Chaque chapitre couvre une période spécifique, de quelques semaines à quelques mois ; il s’ouvre par une présentation des faits advenus, des hommes, des protagonistes en présence, des controverses historiques suscitées, puis dénouées ; ensuite s’élèvent la voix terrible des narrateurs ressuscités (mémoires de témoins oculaires, rapports administratifs, récits historiques, analyses idéologiques, poèmes tragiques, chansons des combattants ou de leurs fils), appartenant aux deux factions, parfois d’une haute qualité littéraire ; s’y entrelace une riche iconographie : reliques contemporaine des évènements relatés (ces scapulaires au cœur rouge surmontés d’une croix !) ou bien reconstitution des peintres pompiers du XIXe siècle, encore proches des paysages et des visages (dont le trop oublié Jean Sorieul (1825-1871)), ou encore des vitraux d’églises relatant la geste des martyrs vendéens, ou enfin des jouets, estampes, monnaies, etc.
L’effet est saisissant ! À mesure qu’il tourne les pages le lecteur se sent incarné dans cette chouannerie à nulle autre pareille. Les pages de Patrick Buisson se présentent dès l’abord avec l’œil de l’aigle, un vol somptueux au-dessus du champ d’honneur, une description large, étendue, stratégique des positions respectives, des évènements survenus, des partis en lice ; soudain le rapace plonge en apnée aérienne jusqu’au sein torturé du charnier ressuscité par la voix des témoins, des écrivains, dans cette langue française soit sèche et terrible, qui déchiquète notre âme de ses serres, soit éclatante et gracieuse, caressant de ses plumes ; tandis que les portraits et paysages graphiques nous éblouissent de leurs couleurs successivement froides ou ardentes, nous transportent dans des champs cultivés, des villages populeux, des intérieurs fébriles, des batailles homériques, des blessures purulentes, des illuminations sanguinaires, des cieux suintants. Le lecteur en sortira sidéré et fasciné, émerveillé et horrifié.
Des écrits visionnaires
La sincérité lyrique de la Marquise de La Rochejaquelein, vivifiante amazone qui ne répugnait pas aux coups de pistolet, à l’époque épouse puis veuve du général chouan Louis de Lescure, surnommé « Le Saint du Poitou », rivalise d’ardeur incisive et de puissance d’évocation partisane avec les prêches hallucinés du néojacobin Jules Michelet, tandis qu’un Victor Hugo diplomate tente de départager les ennemis inconciliables en cachant mal son admiration pour les Vendéens dans cette guerre de géants et de titans. Émergent alors des noms souvent oubliés, déclamant, proclamant, psalmodiant, s’épanchant, confessant des actes, des paroles, des portraits révélateurs.

**MATÉRIEL FOURNI**.
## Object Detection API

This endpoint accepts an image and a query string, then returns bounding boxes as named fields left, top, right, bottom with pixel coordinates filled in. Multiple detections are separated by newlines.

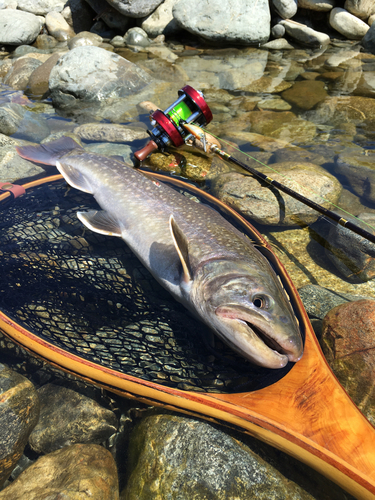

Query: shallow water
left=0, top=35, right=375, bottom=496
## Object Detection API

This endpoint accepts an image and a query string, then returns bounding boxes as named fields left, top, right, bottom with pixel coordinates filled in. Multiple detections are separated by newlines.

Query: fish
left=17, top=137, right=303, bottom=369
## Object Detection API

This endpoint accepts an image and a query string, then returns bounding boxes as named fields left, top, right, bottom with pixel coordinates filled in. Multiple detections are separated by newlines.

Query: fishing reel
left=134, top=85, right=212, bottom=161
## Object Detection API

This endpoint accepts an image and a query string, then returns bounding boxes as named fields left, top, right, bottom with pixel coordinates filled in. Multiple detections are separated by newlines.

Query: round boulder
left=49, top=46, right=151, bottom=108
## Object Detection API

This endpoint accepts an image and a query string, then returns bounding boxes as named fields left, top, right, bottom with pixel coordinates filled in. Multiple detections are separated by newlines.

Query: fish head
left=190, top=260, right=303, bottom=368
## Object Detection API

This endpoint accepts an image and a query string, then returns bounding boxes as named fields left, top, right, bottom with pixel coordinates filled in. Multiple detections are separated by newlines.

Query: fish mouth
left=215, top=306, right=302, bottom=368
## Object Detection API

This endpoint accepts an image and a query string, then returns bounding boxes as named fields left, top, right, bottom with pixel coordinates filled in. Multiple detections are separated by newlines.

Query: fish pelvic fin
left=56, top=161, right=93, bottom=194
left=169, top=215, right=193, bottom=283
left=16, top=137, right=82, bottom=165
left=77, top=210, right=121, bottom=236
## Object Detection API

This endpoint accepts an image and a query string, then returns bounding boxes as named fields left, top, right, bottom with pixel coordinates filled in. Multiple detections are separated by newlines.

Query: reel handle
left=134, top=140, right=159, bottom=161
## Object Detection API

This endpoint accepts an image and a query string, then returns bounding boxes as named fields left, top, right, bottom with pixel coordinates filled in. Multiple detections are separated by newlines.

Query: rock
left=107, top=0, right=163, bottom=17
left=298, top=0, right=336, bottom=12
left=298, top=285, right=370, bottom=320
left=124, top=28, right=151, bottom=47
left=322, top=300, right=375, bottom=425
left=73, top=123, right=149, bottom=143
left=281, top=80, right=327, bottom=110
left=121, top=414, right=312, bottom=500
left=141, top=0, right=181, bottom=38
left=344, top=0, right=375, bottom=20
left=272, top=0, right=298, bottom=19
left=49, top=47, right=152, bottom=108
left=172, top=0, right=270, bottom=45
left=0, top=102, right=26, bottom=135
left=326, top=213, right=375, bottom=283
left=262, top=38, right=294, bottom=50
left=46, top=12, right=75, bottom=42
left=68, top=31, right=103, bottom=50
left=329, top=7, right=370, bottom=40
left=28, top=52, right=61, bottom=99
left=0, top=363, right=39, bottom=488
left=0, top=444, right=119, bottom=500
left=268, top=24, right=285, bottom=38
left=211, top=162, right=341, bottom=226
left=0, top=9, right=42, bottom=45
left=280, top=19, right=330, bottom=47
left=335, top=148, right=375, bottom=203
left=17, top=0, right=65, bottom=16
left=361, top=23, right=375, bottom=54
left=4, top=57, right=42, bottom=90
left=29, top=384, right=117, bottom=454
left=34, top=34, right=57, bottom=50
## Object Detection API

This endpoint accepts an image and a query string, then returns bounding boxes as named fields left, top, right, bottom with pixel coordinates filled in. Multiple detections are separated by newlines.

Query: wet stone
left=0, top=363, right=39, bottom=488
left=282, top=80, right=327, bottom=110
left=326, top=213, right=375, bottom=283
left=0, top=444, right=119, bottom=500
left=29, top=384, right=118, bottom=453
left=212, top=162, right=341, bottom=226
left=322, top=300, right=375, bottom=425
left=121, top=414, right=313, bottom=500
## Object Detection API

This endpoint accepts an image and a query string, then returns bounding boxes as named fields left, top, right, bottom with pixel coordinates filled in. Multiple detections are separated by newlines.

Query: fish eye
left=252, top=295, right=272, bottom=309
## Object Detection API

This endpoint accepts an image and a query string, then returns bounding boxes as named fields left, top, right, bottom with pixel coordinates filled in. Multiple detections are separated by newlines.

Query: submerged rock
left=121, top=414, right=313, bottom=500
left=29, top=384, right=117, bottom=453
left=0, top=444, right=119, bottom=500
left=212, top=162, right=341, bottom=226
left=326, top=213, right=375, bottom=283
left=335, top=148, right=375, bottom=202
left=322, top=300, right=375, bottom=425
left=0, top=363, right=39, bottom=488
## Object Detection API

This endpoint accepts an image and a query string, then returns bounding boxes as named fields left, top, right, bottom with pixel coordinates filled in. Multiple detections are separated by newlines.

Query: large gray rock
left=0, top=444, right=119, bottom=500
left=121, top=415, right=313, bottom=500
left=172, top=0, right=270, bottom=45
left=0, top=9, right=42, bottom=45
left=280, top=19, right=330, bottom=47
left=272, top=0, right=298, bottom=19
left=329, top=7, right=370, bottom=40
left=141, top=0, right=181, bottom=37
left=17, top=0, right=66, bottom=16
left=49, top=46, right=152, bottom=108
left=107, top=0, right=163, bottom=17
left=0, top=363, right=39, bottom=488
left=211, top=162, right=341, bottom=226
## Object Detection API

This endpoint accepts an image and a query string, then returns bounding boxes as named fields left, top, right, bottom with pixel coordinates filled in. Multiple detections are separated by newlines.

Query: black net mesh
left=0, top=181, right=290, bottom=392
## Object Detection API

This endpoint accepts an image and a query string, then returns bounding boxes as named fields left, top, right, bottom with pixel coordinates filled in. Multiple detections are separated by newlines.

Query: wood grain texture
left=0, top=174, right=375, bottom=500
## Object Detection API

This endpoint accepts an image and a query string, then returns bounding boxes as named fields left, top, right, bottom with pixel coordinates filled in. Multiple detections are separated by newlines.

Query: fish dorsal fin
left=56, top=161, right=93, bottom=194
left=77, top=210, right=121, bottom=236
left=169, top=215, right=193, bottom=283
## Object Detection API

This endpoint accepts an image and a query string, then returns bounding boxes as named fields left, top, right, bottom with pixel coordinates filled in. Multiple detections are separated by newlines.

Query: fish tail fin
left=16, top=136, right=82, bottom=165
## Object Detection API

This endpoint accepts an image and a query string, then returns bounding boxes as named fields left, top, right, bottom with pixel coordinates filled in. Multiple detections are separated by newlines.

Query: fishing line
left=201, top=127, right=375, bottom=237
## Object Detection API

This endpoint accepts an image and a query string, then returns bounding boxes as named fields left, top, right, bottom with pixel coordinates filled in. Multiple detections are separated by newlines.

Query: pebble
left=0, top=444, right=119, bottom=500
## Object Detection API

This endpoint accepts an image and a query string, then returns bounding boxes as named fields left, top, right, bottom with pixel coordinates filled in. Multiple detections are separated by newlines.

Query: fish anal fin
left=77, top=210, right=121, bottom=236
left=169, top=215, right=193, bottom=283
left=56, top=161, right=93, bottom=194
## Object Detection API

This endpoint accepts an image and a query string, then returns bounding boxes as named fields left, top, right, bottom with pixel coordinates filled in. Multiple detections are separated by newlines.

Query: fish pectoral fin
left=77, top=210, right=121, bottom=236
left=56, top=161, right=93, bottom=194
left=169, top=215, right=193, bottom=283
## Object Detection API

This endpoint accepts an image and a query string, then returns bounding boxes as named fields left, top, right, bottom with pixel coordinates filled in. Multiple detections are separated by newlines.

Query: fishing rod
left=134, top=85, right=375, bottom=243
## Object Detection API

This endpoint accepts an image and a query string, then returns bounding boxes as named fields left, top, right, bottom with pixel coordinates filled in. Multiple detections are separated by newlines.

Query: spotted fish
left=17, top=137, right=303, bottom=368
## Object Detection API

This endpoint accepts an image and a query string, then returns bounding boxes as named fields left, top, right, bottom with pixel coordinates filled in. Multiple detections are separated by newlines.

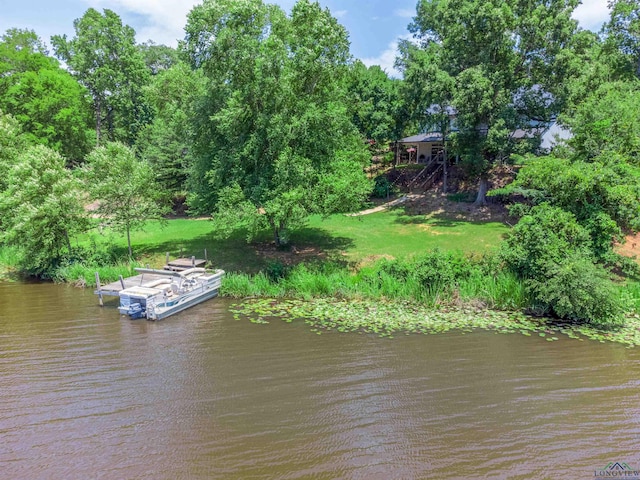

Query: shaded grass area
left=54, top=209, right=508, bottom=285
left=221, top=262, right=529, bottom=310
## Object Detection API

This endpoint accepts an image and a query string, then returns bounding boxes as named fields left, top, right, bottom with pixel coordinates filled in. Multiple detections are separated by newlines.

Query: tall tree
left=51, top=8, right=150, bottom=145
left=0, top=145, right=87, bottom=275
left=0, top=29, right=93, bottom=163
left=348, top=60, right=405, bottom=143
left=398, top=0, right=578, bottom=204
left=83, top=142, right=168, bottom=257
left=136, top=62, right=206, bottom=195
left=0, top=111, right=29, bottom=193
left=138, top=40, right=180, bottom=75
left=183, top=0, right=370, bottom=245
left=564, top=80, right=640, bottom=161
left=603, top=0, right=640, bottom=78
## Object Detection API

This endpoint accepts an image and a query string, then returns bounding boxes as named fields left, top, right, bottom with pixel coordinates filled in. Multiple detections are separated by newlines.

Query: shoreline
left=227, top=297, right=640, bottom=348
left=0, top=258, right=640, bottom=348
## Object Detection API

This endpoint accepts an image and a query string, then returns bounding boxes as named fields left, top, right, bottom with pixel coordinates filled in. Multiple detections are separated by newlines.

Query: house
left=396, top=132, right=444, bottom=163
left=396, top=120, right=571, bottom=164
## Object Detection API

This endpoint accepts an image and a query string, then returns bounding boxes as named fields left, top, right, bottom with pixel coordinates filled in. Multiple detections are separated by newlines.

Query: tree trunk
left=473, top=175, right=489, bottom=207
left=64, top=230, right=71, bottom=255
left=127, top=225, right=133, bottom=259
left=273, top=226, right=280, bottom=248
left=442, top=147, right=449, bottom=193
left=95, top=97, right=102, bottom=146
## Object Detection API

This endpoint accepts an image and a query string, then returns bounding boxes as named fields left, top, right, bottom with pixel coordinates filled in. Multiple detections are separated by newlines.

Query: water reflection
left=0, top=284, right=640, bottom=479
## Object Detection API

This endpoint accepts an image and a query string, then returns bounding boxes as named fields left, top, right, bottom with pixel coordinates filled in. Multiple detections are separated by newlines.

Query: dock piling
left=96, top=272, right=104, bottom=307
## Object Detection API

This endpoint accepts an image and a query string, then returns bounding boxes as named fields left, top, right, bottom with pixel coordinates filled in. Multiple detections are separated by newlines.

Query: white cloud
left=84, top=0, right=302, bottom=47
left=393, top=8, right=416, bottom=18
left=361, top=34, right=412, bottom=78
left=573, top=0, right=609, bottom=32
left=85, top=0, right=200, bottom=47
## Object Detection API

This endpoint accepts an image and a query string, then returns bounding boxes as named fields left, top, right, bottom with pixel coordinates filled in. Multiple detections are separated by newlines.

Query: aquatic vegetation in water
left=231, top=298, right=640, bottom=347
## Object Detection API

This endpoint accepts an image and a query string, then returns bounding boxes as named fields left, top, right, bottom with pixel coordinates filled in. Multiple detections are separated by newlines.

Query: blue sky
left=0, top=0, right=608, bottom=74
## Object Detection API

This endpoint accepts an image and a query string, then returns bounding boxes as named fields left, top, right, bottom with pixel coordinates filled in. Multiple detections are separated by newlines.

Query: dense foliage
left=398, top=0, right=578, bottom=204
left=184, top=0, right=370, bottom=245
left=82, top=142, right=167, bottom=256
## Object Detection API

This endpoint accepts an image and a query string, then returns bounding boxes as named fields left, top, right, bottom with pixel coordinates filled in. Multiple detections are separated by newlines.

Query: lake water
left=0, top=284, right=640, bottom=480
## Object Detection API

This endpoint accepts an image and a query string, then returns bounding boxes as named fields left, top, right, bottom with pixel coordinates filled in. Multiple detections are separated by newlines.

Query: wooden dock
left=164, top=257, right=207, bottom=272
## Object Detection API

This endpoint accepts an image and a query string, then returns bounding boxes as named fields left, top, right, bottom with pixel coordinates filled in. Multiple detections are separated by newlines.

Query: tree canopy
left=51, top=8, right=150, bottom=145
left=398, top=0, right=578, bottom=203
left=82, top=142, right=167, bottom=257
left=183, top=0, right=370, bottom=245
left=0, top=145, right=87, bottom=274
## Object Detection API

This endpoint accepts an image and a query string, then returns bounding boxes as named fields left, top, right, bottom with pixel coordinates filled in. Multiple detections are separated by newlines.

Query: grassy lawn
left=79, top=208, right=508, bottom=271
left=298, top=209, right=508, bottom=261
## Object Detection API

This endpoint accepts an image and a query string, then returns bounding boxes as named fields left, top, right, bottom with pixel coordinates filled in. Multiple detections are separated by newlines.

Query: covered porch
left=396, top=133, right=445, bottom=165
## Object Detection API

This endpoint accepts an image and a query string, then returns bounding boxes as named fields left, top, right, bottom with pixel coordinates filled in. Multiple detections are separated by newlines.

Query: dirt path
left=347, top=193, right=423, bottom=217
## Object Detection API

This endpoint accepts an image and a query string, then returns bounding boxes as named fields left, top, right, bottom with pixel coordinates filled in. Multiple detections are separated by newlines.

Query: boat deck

**CONSIGNE DÉTAILLÉE**.
Réécrivez le passage de l'extrait source compris entre "Des écrits visionnaires" et "des portraits révélateurs.", bornes incluses, en remplaçant "amazone" par "guerrière".

**TÂCHE TERMINÉE**.
Des écrits visionnaires
La sincérité lyrique de la Marquise de La Rochejaquelein, vivifiante guerrière qui ne répugnait pas aux coups de pistolet, à l’époque épouse puis veuve du général chouan Louis de Lescure, surnommé « Le Saint du Poitou », rivalise d’ardeur incisive et de puissance d’évocation partisane avec les prêches hallucinés du néojacobin Jules Michelet, tandis qu’un Victor Hugo diplomate tente de départager les ennemis inconciliables en cachant mal son admiration pour les Vendéens dans cette guerre de géants et de titans. Émergent alors des noms souvent oubliés, déclamant, proclamant, psalmodiant, s’épanchant, confessant des actes, des paroles, des portraits révélateurs.